**About this exercise:**
When a line of the records below contains the string "woman", copy that whole line.

**Dataset records:**
* * *

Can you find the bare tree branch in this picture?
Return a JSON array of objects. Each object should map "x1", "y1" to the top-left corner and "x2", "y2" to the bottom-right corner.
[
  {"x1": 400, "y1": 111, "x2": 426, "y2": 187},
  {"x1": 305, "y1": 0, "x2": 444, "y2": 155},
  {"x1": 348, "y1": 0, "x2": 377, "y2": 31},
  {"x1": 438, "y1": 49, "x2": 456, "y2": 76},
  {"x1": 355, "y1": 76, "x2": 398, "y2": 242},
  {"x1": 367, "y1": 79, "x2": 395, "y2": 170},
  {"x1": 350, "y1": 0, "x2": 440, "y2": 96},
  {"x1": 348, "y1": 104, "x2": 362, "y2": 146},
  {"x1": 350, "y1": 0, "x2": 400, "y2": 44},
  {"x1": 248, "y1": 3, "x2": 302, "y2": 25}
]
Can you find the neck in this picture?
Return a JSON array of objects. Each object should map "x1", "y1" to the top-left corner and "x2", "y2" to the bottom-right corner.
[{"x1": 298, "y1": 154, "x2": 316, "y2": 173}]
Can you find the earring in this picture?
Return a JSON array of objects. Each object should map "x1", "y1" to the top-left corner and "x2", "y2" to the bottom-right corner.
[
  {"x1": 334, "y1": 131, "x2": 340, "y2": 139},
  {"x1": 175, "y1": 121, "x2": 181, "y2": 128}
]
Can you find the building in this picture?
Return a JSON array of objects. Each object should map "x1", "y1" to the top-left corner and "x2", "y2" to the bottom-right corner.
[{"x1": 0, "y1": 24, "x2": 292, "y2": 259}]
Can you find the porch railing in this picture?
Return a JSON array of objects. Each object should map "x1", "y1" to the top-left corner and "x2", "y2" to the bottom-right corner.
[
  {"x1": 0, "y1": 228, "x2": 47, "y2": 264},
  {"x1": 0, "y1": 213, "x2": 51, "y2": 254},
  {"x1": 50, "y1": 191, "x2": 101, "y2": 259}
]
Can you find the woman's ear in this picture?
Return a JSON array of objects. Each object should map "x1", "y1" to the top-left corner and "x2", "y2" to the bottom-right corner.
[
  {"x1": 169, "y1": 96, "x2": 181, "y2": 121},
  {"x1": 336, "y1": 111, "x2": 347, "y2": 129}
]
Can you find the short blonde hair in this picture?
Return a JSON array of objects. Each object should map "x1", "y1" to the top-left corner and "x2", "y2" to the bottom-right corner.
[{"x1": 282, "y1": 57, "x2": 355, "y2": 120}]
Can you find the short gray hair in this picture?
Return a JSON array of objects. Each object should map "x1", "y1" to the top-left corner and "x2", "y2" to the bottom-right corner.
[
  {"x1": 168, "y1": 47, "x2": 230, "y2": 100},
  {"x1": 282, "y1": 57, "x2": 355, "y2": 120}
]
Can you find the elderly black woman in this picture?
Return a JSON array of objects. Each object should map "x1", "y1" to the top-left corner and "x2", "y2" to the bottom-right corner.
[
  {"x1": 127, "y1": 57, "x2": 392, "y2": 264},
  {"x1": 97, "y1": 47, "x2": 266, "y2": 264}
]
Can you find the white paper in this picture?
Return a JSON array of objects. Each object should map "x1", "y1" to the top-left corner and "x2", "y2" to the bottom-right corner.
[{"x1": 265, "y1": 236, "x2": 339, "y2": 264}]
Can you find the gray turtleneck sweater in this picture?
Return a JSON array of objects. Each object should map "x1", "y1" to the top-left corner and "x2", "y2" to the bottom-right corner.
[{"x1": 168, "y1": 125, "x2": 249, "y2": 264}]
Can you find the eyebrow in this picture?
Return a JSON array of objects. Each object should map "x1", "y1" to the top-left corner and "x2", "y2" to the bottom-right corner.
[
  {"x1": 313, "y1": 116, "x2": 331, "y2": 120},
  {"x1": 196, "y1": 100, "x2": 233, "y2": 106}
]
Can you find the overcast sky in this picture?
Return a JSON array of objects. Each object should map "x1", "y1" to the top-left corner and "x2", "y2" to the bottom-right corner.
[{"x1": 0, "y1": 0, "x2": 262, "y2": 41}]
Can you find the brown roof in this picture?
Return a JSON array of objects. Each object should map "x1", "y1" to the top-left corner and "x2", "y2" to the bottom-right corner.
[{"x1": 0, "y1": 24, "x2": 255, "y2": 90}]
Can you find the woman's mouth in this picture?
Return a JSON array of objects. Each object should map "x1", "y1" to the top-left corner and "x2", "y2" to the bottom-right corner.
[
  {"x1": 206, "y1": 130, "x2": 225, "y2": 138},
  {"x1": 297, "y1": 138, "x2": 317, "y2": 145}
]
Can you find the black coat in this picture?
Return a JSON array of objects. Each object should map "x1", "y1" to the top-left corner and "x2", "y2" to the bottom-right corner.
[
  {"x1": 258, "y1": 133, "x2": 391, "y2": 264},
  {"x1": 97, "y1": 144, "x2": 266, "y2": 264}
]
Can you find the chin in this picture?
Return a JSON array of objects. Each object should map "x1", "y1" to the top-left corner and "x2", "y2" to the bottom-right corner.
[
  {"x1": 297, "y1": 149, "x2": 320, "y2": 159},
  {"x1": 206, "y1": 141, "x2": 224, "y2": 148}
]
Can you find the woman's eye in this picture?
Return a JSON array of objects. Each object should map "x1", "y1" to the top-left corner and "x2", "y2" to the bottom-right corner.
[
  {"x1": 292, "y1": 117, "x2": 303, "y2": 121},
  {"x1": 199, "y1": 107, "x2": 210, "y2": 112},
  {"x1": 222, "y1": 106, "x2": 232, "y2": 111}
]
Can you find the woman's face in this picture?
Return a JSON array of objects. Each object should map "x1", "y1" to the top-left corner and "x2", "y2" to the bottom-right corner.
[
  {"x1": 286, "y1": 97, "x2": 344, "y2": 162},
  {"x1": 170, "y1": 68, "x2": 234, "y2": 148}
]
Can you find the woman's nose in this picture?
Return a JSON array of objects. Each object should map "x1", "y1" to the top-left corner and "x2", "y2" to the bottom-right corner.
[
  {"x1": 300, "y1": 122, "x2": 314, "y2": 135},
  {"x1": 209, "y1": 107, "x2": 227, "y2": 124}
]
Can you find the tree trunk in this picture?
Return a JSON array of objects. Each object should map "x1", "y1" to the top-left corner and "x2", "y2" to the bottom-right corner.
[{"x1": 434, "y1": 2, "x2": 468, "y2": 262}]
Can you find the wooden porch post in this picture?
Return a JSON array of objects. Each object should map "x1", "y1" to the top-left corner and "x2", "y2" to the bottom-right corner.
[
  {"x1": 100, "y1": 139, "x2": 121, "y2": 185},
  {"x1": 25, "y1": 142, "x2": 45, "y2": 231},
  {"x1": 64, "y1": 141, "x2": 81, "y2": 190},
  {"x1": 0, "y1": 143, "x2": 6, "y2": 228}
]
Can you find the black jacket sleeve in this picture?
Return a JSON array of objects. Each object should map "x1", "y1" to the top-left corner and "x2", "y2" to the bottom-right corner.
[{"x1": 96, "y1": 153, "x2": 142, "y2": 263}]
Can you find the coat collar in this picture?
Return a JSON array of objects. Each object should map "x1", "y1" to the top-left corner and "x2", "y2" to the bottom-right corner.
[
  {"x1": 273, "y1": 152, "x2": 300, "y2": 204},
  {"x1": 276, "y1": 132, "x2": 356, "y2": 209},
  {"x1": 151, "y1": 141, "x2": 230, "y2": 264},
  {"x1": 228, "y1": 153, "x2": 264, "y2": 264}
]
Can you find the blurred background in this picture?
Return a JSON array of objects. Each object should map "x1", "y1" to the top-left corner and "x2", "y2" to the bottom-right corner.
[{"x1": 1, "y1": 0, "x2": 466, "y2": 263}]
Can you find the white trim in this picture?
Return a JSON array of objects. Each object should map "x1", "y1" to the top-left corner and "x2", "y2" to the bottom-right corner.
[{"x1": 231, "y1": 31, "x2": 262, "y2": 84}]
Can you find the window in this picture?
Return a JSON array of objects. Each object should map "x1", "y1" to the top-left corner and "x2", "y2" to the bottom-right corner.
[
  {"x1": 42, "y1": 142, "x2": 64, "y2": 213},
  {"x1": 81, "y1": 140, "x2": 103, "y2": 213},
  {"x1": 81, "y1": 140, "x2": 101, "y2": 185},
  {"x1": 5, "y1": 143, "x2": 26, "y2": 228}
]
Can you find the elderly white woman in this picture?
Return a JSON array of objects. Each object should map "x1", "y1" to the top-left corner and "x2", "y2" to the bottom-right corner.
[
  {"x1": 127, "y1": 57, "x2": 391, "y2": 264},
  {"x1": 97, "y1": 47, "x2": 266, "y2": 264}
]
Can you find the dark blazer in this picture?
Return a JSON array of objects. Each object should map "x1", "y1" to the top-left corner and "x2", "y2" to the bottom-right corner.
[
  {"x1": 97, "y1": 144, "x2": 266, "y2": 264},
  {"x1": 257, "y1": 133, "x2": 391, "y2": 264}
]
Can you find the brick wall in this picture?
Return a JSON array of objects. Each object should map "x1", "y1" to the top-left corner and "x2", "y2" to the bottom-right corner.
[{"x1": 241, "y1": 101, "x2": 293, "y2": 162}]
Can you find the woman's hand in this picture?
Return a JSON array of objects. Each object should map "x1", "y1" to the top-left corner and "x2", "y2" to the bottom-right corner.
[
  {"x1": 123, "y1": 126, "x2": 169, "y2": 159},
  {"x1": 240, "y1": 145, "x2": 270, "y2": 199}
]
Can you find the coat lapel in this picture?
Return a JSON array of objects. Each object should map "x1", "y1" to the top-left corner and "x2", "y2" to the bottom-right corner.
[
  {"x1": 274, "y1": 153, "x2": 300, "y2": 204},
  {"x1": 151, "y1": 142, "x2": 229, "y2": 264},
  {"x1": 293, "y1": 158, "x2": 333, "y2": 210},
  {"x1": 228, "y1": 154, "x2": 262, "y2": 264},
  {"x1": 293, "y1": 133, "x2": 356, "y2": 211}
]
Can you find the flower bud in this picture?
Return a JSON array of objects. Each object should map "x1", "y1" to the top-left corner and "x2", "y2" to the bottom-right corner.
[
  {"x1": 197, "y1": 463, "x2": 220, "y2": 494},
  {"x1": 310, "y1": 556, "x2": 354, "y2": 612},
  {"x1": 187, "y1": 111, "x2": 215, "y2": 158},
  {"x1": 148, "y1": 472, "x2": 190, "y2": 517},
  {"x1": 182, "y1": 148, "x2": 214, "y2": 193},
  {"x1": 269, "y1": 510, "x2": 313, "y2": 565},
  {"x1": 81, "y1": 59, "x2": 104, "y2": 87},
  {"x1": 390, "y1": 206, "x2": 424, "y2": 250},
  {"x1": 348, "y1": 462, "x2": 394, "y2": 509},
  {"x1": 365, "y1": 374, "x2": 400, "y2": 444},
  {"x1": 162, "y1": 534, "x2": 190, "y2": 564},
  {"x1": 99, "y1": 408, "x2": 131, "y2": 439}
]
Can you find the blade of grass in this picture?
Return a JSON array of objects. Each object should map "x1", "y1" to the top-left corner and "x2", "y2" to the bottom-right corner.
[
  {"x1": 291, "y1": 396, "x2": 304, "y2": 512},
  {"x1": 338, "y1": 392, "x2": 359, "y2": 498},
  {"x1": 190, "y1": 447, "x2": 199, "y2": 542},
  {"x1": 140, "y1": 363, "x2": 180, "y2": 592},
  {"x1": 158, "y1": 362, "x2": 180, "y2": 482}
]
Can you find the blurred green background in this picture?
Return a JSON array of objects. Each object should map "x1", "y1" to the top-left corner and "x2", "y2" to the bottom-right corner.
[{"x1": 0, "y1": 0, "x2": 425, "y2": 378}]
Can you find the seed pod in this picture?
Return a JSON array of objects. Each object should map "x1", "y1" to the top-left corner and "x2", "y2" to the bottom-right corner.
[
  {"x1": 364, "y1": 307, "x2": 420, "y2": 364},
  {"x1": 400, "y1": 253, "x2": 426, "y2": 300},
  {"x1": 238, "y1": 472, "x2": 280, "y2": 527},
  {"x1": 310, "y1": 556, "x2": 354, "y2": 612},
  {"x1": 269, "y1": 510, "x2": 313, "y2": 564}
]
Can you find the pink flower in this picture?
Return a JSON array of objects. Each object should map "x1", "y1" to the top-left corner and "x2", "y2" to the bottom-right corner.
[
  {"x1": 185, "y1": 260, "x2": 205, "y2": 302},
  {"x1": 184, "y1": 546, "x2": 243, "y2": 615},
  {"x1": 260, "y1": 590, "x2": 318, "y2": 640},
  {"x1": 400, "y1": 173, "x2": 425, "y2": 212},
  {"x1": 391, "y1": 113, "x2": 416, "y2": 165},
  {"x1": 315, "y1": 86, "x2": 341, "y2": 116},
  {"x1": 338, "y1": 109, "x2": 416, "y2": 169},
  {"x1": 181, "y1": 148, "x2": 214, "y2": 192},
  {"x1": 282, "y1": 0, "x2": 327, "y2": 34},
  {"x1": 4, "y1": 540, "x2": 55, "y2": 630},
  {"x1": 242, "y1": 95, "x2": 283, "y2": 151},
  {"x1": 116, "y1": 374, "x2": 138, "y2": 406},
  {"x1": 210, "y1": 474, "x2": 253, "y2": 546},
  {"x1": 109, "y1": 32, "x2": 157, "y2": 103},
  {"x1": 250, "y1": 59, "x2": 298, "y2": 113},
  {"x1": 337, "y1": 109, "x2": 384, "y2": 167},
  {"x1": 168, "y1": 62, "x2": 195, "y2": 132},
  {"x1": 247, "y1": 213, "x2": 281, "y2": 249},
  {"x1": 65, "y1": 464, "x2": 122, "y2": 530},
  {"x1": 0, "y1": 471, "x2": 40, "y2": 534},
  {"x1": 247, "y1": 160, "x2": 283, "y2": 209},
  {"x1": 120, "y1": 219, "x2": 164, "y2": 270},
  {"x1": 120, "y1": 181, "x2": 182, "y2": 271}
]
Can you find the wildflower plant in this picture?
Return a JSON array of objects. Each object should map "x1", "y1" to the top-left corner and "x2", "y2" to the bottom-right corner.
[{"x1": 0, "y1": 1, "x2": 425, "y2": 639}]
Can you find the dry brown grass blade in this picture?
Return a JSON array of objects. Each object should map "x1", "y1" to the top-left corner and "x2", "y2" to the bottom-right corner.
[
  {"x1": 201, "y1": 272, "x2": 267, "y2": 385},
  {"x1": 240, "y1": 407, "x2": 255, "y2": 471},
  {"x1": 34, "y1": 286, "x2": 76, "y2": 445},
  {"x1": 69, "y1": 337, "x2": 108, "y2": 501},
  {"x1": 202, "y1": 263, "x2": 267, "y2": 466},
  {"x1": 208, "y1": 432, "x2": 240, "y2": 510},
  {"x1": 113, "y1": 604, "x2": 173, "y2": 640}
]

* * *

**Solution to this exercise:**
Can you find the woman's ear in this picture?
Can you find the elderly black woman in this picture?
Can you find the woman's mouth in this picture?
Can you find the woman's eye in this picture?
Can you find the woman's face in this picture?
Can you find the woman's nose in this picture?
Can you find the elderly white woman in this picture?
Can you find the woman's hand in this picture?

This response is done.